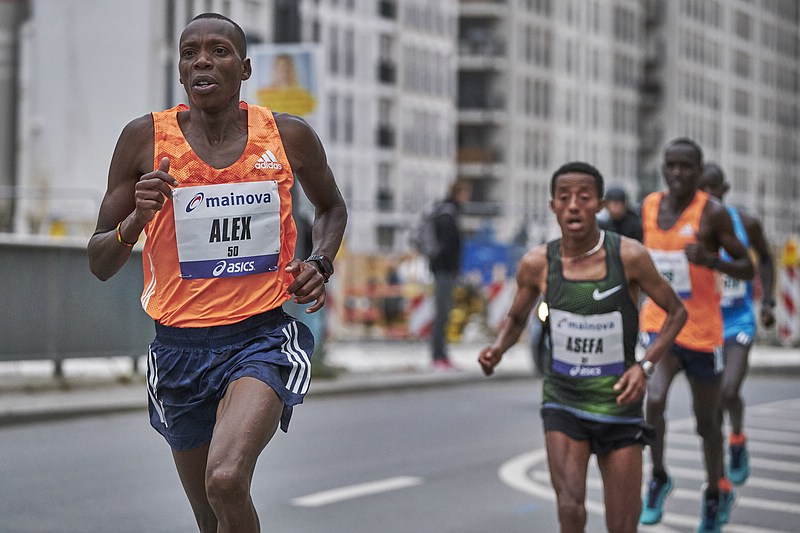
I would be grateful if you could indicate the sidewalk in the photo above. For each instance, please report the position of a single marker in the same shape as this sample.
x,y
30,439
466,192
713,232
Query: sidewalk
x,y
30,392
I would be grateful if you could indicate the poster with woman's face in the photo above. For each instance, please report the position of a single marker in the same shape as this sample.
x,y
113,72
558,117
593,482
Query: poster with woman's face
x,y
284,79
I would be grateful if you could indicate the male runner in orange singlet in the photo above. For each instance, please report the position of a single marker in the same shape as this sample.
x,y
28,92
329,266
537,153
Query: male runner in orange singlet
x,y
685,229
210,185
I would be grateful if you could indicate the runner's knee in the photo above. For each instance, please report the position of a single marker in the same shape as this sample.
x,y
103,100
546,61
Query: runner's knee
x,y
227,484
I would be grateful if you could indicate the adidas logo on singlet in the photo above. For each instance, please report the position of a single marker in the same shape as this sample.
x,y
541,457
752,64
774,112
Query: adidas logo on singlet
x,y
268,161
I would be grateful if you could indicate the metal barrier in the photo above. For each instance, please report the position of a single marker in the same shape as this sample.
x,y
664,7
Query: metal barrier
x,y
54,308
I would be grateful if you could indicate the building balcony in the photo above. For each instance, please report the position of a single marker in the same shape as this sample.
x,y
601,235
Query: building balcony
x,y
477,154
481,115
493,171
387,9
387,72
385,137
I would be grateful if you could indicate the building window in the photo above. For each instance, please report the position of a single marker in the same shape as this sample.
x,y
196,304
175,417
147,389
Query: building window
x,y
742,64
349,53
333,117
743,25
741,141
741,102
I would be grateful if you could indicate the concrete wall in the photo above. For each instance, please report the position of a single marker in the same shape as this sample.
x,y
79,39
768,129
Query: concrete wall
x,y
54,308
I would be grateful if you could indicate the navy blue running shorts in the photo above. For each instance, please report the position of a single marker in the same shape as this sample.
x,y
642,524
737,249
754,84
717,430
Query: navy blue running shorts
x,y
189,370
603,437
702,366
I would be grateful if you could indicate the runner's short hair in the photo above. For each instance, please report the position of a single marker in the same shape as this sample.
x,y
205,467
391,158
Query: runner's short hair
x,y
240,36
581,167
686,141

--

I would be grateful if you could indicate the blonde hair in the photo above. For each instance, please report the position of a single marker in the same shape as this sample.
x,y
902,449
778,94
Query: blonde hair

--

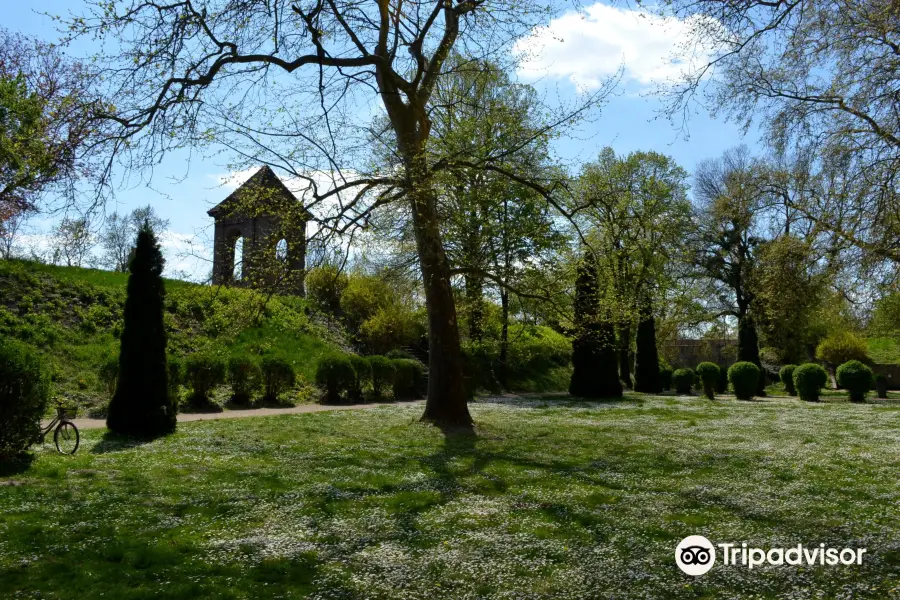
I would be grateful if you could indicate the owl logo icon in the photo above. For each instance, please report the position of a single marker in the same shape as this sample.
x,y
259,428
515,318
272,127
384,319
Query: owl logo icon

### EXERCISE DETAILS
Please filter the listing above, keeping only the lines that contain the word "building". Copy each one unchanged.

### RESPONSE TO THIS TASK
I would be grateful if you could indicate the building balcony in the photo above. For each instance, please report the position of a single marker in the same shape as this sample.
Query: building balcony
I would be grateful if you could indicate the building window in the photo above. For each instance, please report the position of a single marker in the same shape as this sample.
Query: building window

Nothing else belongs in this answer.